Reproduce the data below line for line with no changes, leaving out the pictures.

## START

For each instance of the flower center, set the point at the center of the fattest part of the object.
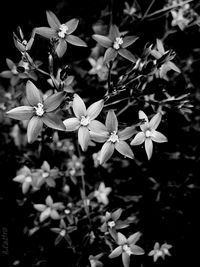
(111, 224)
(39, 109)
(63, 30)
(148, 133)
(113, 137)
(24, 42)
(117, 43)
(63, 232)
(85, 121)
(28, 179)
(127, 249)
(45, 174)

## END

» CORRECT RESULT:
For each instance of the flower center, set the point at the center of the fattest part of the object.
(111, 224)
(39, 109)
(63, 30)
(148, 133)
(113, 137)
(24, 42)
(117, 43)
(63, 232)
(85, 121)
(28, 179)
(127, 249)
(45, 174)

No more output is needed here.